§ **What to do**: Emit the line that holds "--target child" and all lines following it through the end of the data, verbatim, and nothing else.

§ **Record excerpts**:
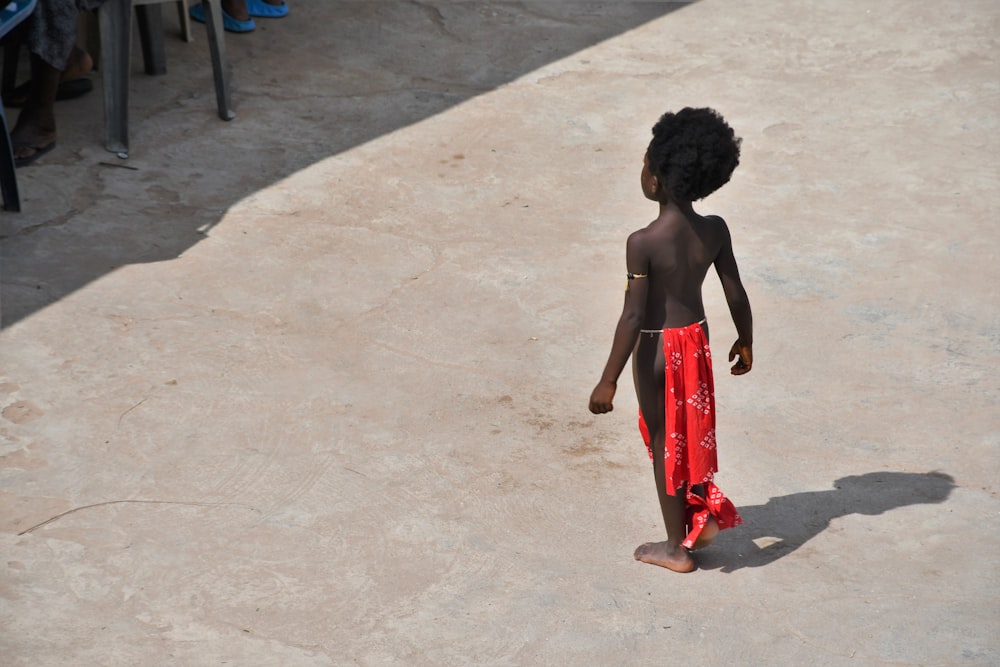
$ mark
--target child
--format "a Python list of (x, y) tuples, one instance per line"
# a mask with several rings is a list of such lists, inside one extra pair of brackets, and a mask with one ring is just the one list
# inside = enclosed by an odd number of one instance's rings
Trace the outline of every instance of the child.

§ **Expected output**:
--target child
--format "a Python list of (x, y) tuples, one instance per line"
# a mask with several rings is a list of such lists, inside one extra pair of brackets, and a mask with one ring is just the one list
# inside = enclosed by an odd number of one instance's rings
Trace the outline of every instance of the child.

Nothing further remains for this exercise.